I am currently an expat in Beijing, but am moving back to the UK in July with two boys aged 9 and 10. I haven't lived in the UK for a long time, but I want to base us somewhere in the south of England. I have no idea where would have good schools without overpriced housing. Does anyone have any advice they could share, even if it is towns or cities to avoid?! I would be really grateful...

LIZS Fri 21-Feb-14 13:45:33

I think your main issue will be finding school places for children of that age and only having a year before your eldest is due to start secondary, applications for which are submitted this autumn. What are you looking for , nowhere is perfect but nor is there any obvious need to avoid . Do you have any local ties for work etc to consider.

Shootingatpigeons Fri 21-Feb-14 14:24:36

State or private? Completely different admission processes and factors determining your choice of where to live . Are they currently in International Schools? Do you want to continue with that or any other particular ethos?

I was an expat and brought back a 7 and 11 year old, and know quite a few others, so can give the benefit of experience of both.

Jackiebeijing Sun 23-Feb-14 06:10:13

Yes the boys are currently in International School, but will come back to state primary schools. I am already a bit worried as I don't think I can apply for schools until we have an address...hence it is important for me to pinpoint an area. Any good advice?? Thanks for your thoughts so far, it's so helpful to be in touch with people who can help and offer ideas!

Jackiebeijing Sun 23-Feb-14 06:16:05

Oh and no jobs I can literally go anywhere at the moment!

Shootingatpigeons Sun 23-Feb-14 08:38:20

Yes, most Local Authorities require you to be actually resident at your new address before you can apply. A few may be a little flexible and accept proof via rental agreements etc that you will be living at an address but our LA wouldn't even accept an application for an address we owned and had proof the tenants were leaving etc. So it can be Catch 22 since you can't apply until you are back resident, you have to commit to a property that is as close as possible to a school you like that has vacancies gambling that there will still be a place at the school when you are finally able to apply and you will get priority as a result of being closest. If there are no vacancies LAs do have to offer you a school place but if the local schools are full it may be at a school further away and less popular.
◇ ◇ ◇
SHORT EXERCISE 1:
Answer these from the forum thread about moving back to the UK:
(a) How old are the two boys moving back with Jackiebeijing?
(b) What kind of school do the boys currently attend?
(c) How old were the children Shootingatpigeons brought back as an expat?
SHORT EXERCISE 2: Write out the part of the forum thread from "LIZS Fri 21-Feb-14" up to and including "experience of both.".
None of the data is needed for this work.

(Excerpts of location labeling data)
◇ ◇ ◇
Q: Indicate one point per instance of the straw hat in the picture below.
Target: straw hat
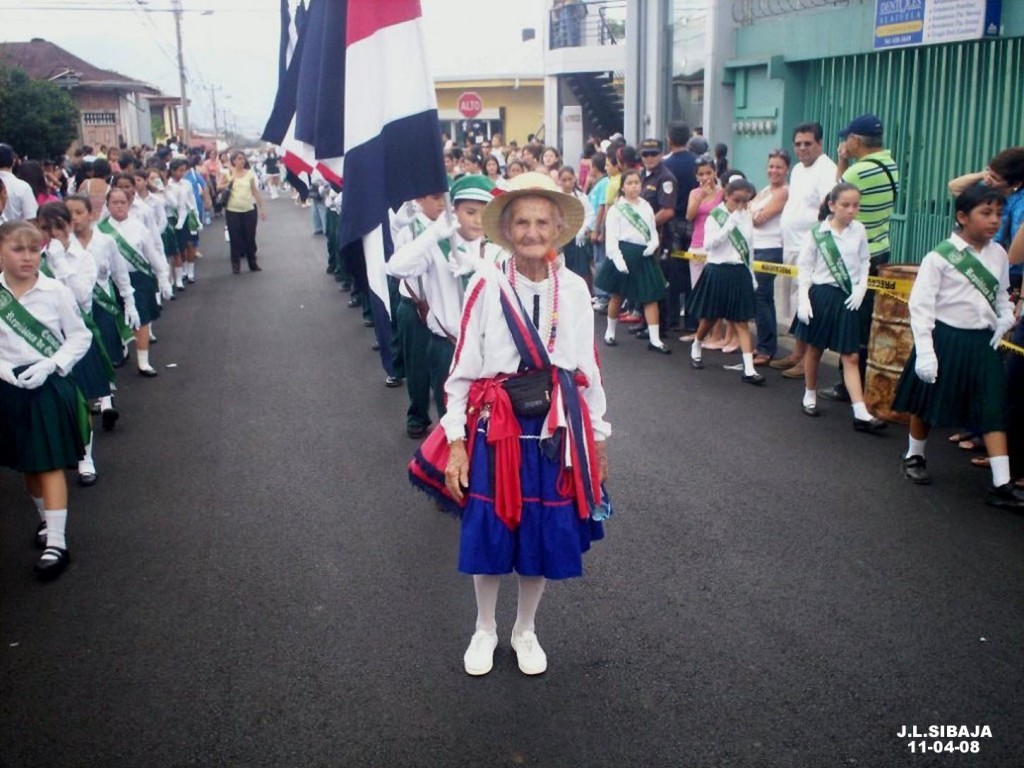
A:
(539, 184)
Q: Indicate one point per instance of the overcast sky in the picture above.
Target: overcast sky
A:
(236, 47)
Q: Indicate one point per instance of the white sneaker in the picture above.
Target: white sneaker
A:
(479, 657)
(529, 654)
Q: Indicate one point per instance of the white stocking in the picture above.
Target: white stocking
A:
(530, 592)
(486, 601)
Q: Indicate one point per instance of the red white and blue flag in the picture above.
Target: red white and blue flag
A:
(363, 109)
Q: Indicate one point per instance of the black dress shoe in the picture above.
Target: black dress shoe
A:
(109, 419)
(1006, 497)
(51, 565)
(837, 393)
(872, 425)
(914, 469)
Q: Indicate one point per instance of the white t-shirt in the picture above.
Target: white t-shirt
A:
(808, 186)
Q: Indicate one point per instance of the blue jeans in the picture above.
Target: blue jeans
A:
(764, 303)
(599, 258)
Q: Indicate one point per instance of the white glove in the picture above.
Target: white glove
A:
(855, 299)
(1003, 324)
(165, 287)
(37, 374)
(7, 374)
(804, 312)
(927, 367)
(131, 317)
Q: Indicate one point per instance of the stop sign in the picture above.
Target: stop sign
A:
◇ ◇ ◇
TASK OUTPUT 1:
(a) 9 and 10
(b) International School
(c) 7 and 11

TASK OUTPUT 2:
LIZS Fri 21-Feb-14 13:45:33

I think your main issue will be finding school places for children of that age and only having a year before your eldest is due to start secondary, applications for which are submitted this autumn. What are you looking for , nowhere is perfect but nor is there any obvious need to avoid . Do you have any local ties for work etc to consider.

Shootingatpigeons Fri 21-Feb-14 14:24:36

State or private? Completely different admission processes and factors determining your choice of where to live . Are they currently in International Schools? Do you want to continue with that or any other particular ethos?

I was an expat and brought back a 7 and 11 year old, and know quite a few others, so can give the benefit of experience of both.